>> BEGIN Input rows

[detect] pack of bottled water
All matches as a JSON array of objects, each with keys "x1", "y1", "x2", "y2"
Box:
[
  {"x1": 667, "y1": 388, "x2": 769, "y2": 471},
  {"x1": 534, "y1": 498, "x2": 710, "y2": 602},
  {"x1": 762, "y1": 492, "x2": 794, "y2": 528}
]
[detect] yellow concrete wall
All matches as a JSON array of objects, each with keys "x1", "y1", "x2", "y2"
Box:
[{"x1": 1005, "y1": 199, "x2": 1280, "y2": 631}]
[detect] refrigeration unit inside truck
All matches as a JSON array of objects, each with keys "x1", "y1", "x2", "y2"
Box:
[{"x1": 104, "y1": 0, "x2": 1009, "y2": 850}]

>> END Input rows
>> BEGIN Input rows

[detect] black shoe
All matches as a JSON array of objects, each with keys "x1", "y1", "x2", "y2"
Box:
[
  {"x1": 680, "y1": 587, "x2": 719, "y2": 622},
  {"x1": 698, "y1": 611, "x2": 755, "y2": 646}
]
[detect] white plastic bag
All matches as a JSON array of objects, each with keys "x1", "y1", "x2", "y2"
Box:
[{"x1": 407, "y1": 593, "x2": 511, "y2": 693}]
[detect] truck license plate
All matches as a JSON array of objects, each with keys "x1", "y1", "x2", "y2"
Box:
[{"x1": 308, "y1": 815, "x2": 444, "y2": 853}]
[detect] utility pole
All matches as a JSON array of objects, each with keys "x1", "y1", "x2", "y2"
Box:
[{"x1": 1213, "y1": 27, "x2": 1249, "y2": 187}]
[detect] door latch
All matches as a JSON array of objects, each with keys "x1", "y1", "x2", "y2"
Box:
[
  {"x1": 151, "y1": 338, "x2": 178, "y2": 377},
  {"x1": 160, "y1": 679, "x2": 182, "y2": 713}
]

>> END Input rows

## Objective
Show each line in the listing above that contains the word "truck".

## Expected output
[detect] refrigeration unit inside truck
[detect] truck license plate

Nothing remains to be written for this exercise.